À faire:
• 1. Dans le texte sur les systèmes alimentaires résilients, recopiez le passage compris entre « En construisant des » et « et les consommateurs. », ces deux segments inclus.
• 2. Prolongez le texte consacré aux systèmes alimentaires résilients au-delà de sa dernière phrase.

Extrait choisi:
2. Bâtir des systèmes alimentaires résilients et solidaires

En construisant des solutions à tous les niveaux (international, national et local), il est possible de bâtir des systèmes alimentaires résilients et solidaires.

Une des clés : accroître les échanges entre les producteurs et les consommateurs.

Parce qu’il n’existe pas de solution unique, INRAE s’est associé à la FAO pour étudier de nombreuses initiatives à travers le monde visant à produire, partager, vendre et consommer des aliments plus durables. Cette étude, pilotée par Allison Marie Loconto, sociologue, directrice adjointe du laboratoire interdisciplinaire sciences, innovations et société (LISIS) d’INRAE, montre que la résilience des systèmes alimentaires est conditionnée notamment par des innovations pour la relocalisation et la diversification des systèmes alimentaires. Des mesures incitatives peuvent amener à prioriser l’accès aux aliments bénéfiques pour les communautés vulnérables, promouvoir l’agriculture durable, y compris la protection de la biodiversité, et encourager des régimes alimentaires sains et nutritifs. Ce sont, par exemple, la création de réseaux sociaux en Finlande pour faciliter la communication entre producteurs et consommateurs, le développement de « champs-écoles » pour les producteurs ou de « fermes incubatrices » afin que les producteurs puissent tester de nouvelles pratiques sans risque économique en France, ou encore la mise en place, au Brésil, d’un plan de collecte des déchets organiques sur 900 marchés hebdomadaires pour du compost.

Données brutes:

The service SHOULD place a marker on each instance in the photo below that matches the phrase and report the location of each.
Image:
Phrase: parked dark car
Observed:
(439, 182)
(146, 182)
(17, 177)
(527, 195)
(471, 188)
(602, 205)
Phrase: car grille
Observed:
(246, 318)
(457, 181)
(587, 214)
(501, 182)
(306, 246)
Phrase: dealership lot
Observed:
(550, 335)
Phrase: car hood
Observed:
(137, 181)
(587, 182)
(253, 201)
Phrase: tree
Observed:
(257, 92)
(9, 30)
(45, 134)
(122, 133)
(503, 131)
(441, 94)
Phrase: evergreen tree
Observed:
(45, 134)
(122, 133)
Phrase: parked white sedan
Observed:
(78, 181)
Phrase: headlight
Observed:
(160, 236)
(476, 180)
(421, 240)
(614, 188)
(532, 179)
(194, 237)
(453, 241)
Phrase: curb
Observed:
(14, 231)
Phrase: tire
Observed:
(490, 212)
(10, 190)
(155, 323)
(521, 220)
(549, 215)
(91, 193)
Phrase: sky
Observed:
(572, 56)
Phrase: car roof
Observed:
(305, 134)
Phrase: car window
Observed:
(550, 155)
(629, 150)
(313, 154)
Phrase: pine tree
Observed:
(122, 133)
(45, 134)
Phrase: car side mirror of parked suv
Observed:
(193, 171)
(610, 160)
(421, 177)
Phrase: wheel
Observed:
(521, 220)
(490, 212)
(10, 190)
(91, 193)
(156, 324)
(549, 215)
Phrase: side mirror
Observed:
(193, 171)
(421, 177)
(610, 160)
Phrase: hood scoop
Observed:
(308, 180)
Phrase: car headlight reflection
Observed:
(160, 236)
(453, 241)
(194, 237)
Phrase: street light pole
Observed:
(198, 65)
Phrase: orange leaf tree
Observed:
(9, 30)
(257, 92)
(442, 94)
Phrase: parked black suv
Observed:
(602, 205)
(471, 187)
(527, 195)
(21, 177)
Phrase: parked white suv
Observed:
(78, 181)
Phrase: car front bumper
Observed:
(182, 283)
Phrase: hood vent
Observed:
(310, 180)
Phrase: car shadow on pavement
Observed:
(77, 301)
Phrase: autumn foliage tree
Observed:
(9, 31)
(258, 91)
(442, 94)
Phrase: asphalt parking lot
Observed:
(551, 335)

Corrigé:
• 1.
En construisant des solutions à tous les niveaux (international, national et local), il est possible de bâtir des systèmes alimentaires résilients et solidaires.

Une des clés : accroître les échanges entre les producteurs et les consommateurs.

• 2.
Rapprocher producteurs et consommateurs

Le résultat fondamental de ces initiatives est d’accroître les échanges entre les producteurs et les consommateurs, et de modifier la façon dont ils influencent et interagissent au sein de leur environnement alimentaire. Cette étude a fait l’objet d’un ouvrage conçu comme un manuel à destination des acteurs qui souhaitent innover dans les systèmes alimentaires dans lesquels ils sont engagés. Ces types de systèmes alimentaires locaux ont démontré leur résilience pendant la crise de la Covid-19, en Afrique, en Inde ou au Brésil. Ils utilisent tous des pratiques d’agriculture durables basées sur les 10 éléments de l’agroécologie pour produire des aliments vendus sur les marchés locaux et régionaux, assurant ainsi la sécurité alimentaire et l’accès à une alimentation saine et abordable pour les populations défavorisées et les classes moyennes.

3. Stopper le gaspillage à la chaîne

En Europe, 1 aliment sur 5 est perdu ou gaspillé, soit 173 kg par personne chaque année.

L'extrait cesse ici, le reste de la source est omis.